- [Exercise details] What you return must be an exact copy of the lines in the listing below between the line holding "drop-off in this photo as integer pixel values." and the line holding "shoreline in this photo as integer pixel values.", inclusive, and nothing more.

- [Task data]
%%

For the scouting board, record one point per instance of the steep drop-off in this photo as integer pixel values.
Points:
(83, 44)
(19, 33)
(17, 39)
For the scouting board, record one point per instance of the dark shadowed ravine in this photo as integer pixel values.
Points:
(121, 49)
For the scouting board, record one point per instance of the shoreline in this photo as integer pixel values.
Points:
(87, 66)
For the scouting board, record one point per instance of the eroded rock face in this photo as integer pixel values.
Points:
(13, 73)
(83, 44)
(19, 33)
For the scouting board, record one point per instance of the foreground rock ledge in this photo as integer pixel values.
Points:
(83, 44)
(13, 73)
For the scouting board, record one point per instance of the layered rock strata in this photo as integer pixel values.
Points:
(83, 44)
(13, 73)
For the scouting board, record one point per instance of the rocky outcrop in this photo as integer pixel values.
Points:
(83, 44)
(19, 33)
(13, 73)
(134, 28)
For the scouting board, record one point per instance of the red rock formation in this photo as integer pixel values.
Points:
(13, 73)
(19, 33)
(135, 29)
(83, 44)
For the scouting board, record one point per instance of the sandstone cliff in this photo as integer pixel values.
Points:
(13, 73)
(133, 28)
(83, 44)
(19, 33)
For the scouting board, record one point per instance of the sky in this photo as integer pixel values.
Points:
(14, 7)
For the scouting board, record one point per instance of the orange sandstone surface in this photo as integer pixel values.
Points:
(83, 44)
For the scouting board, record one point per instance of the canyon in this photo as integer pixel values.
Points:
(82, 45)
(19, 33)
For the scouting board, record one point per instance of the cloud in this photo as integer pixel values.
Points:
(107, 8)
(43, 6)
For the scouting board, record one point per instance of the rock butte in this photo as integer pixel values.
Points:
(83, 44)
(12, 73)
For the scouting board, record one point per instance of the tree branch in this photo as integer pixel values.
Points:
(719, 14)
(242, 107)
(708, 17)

%%
%%

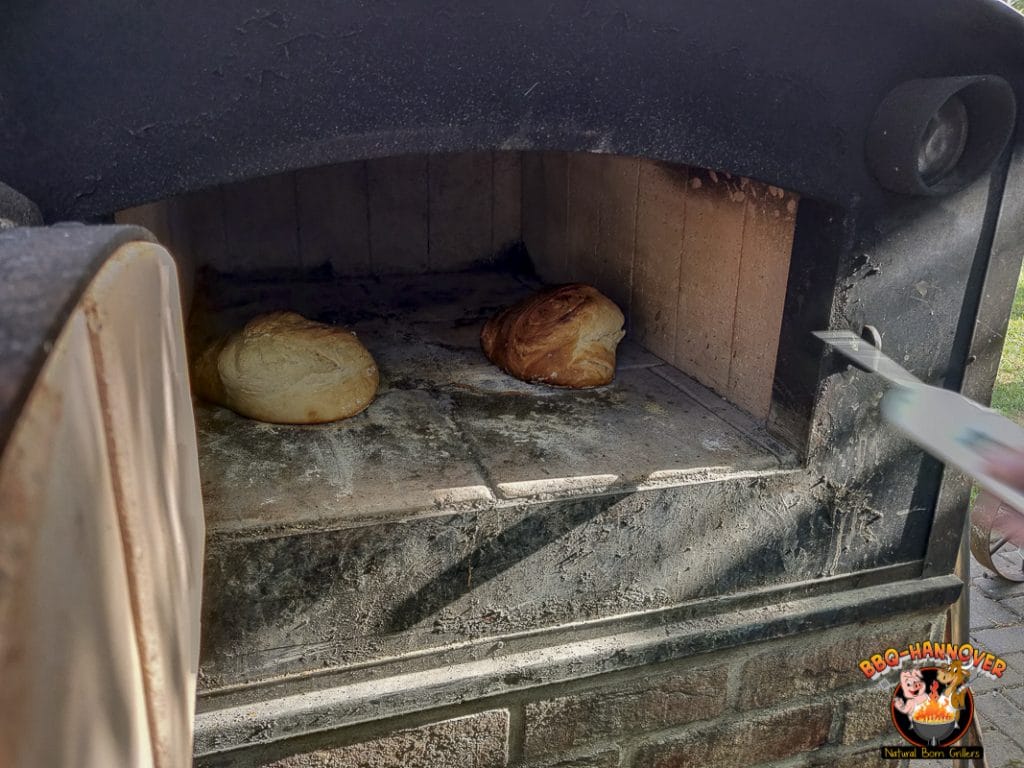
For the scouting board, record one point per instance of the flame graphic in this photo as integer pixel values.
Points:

%%
%%

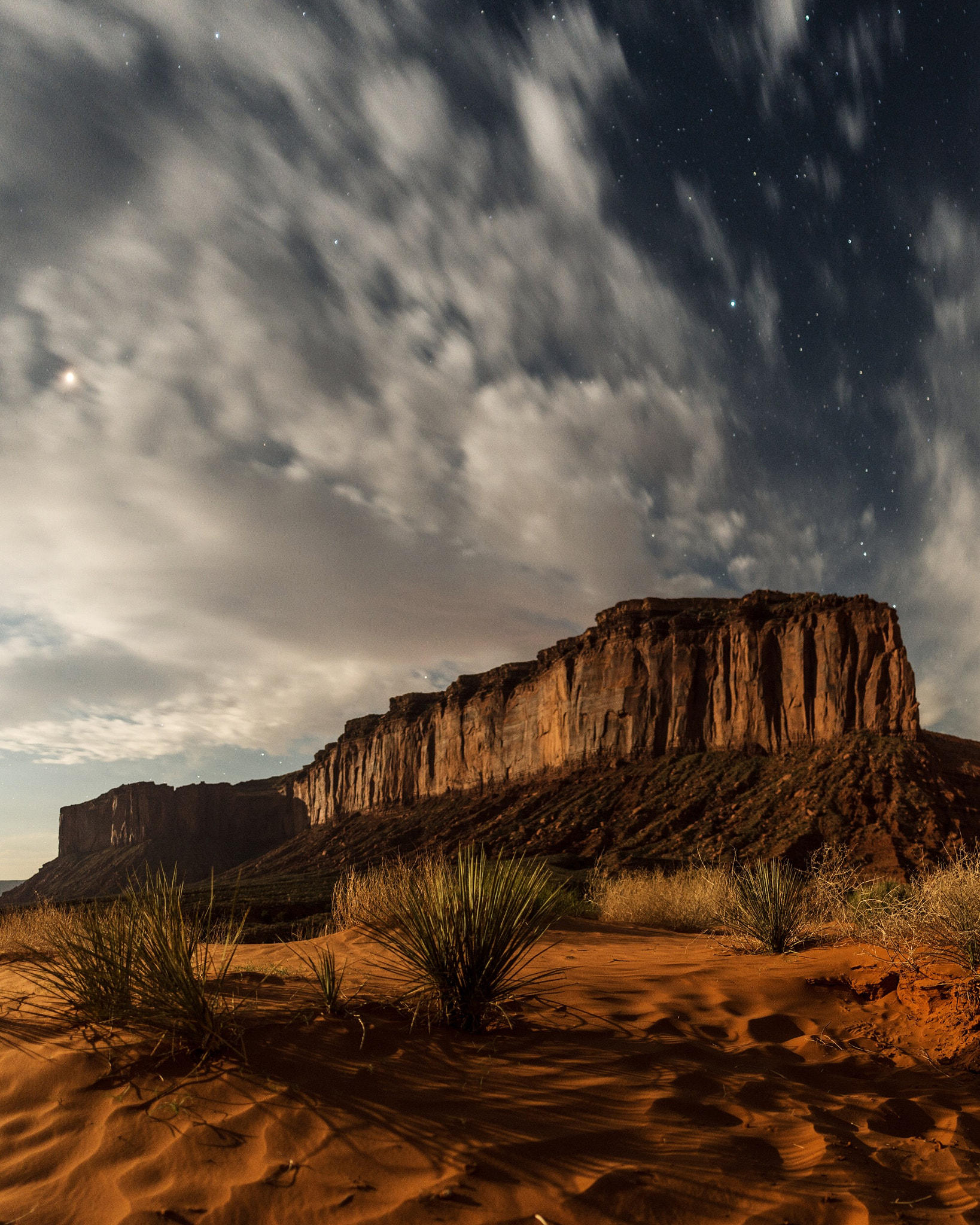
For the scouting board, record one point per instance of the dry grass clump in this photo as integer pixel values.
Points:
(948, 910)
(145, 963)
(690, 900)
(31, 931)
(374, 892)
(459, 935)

%%

- [Solution for this task]
For the scouting board, record one point per instance of the steep drop-off in this photo as integer pixel values.
Points:
(83, 44)
(19, 33)
(17, 39)
For the scouting board, record one point per instance of the dark shadowed ravine in this photo as integer pixel values.
Points:
(121, 49)
For the scouting board, record one point per instance of the shoreline in this photo as integer pixel values.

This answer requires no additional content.